__Directive__
Copy out, word for word, the stretch of the listing from the line containing "point: black t-shirt" through the last line of the listing.

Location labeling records
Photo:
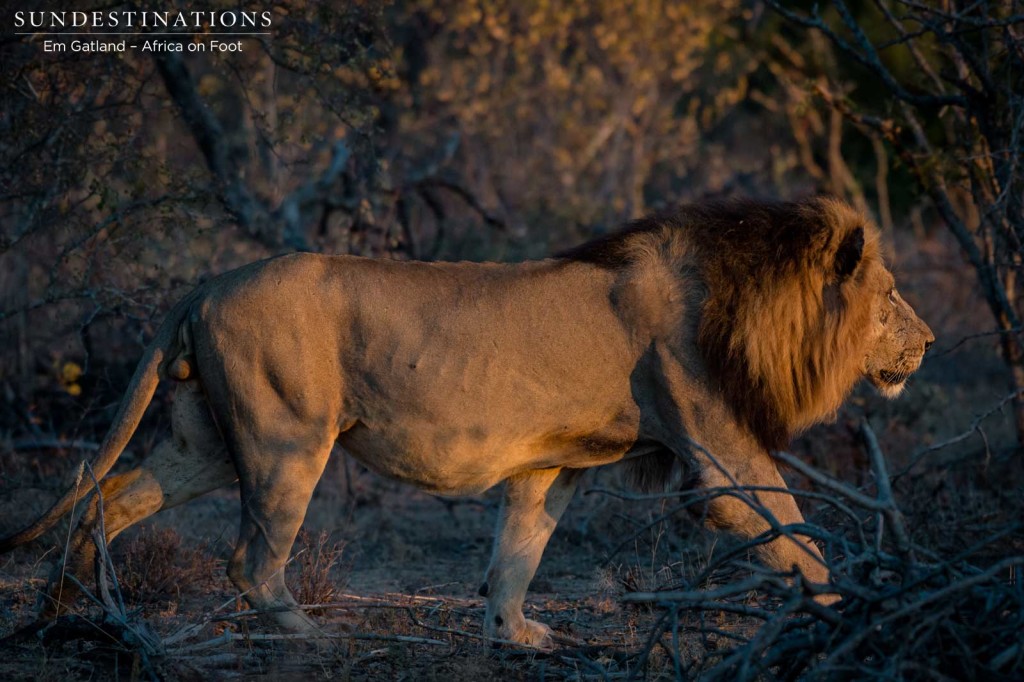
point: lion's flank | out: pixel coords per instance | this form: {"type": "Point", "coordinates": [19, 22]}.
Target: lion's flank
{"type": "Point", "coordinates": [782, 326]}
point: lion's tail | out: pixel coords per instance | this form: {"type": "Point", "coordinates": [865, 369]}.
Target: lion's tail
{"type": "Point", "coordinates": [133, 405]}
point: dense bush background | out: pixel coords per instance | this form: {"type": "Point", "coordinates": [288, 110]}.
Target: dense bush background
{"type": "Point", "coordinates": [504, 130]}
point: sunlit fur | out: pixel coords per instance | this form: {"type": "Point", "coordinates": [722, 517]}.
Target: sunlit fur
{"type": "Point", "coordinates": [782, 331]}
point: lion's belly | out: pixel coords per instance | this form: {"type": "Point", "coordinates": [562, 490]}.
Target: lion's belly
{"type": "Point", "coordinates": [437, 460]}
{"type": "Point", "coordinates": [448, 460]}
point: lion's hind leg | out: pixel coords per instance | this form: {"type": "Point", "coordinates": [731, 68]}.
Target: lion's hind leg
{"type": "Point", "coordinates": [532, 504]}
{"type": "Point", "coordinates": [180, 468]}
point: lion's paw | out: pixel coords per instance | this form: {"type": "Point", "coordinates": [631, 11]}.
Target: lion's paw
{"type": "Point", "coordinates": [537, 634]}
{"type": "Point", "coordinates": [527, 632]}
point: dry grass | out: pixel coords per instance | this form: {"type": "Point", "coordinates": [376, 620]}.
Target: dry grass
{"type": "Point", "coordinates": [154, 567]}
{"type": "Point", "coordinates": [315, 559]}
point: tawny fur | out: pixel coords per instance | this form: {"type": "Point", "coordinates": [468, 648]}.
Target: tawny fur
{"type": "Point", "coordinates": [705, 336]}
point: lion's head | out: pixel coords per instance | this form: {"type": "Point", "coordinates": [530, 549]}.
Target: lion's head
{"type": "Point", "coordinates": [799, 305]}
{"type": "Point", "coordinates": [899, 341]}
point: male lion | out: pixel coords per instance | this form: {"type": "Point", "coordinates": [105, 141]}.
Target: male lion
{"type": "Point", "coordinates": [707, 335]}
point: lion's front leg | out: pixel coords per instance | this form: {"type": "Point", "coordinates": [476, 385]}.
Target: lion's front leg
{"type": "Point", "coordinates": [737, 515]}
{"type": "Point", "coordinates": [534, 502]}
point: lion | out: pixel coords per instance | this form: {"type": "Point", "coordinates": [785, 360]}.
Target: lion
{"type": "Point", "coordinates": [702, 337]}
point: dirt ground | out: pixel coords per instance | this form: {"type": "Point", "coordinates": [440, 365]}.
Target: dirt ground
{"type": "Point", "coordinates": [410, 565]}
{"type": "Point", "coordinates": [399, 569]}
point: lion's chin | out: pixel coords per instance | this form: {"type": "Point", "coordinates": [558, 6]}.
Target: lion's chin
{"type": "Point", "coordinates": [889, 389]}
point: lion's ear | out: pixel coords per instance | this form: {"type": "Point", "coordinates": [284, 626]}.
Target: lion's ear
{"type": "Point", "coordinates": [849, 254]}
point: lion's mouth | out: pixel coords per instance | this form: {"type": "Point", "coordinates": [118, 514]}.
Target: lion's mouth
{"type": "Point", "coordinates": [892, 378]}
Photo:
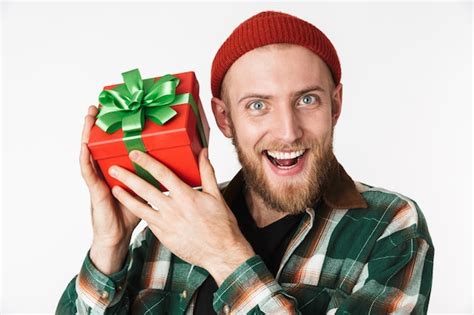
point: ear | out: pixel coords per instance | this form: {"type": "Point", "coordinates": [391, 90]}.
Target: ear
{"type": "Point", "coordinates": [221, 114]}
{"type": "Point", "coordinates": [336, 103]}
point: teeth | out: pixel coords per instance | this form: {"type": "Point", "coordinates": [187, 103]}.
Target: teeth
{"type": "Point", "coordinates": [285, 155]}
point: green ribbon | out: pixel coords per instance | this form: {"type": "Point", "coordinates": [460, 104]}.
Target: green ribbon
{"type": "Point", "coordinates": [128, 105]}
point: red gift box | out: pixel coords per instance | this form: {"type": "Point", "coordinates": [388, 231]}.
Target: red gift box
{"type": "Point", "coordinates": [176, 143]}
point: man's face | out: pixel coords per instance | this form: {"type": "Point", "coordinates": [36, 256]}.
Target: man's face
{"type": "Point", "coordinates": [282, 107]}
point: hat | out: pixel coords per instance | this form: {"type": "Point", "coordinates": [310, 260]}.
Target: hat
{"type": "Point", "coordinates": [270, 27]}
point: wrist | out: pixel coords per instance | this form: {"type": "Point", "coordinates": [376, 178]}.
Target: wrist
{"type": "Point", "coordinates": [108, 259]}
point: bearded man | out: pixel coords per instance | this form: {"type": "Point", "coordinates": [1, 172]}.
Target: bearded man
{"type": "Point", "coordinates": [291, 233]}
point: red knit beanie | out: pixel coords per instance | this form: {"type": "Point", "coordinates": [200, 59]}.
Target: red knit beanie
{"type": "Point", "coordinates": [267, 28]}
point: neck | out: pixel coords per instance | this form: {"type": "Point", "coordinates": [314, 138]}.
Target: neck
{"type": "Point", "coordinates": [260, 212]}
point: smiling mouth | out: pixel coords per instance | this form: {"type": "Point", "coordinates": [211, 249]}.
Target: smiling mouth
{"type": "Point", "coordinates": [284, 160]}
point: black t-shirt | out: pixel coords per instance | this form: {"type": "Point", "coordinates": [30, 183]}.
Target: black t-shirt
{"type": "Point", "coordinates": [270, 242]}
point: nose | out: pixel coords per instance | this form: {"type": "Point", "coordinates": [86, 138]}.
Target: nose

__Solution for this exercise__
point: black t-shirt | out: pixel coords per instance | this form: {"type": "Point", "coordinates": [30, 183]}.
Target: black t-shirt
{"type": "Point", "coordinates": [270, 242]}
point: nose | out: pixel coords per instance | this form: {"type": "Point", "coordinates": [86, 138]}.
Target: nose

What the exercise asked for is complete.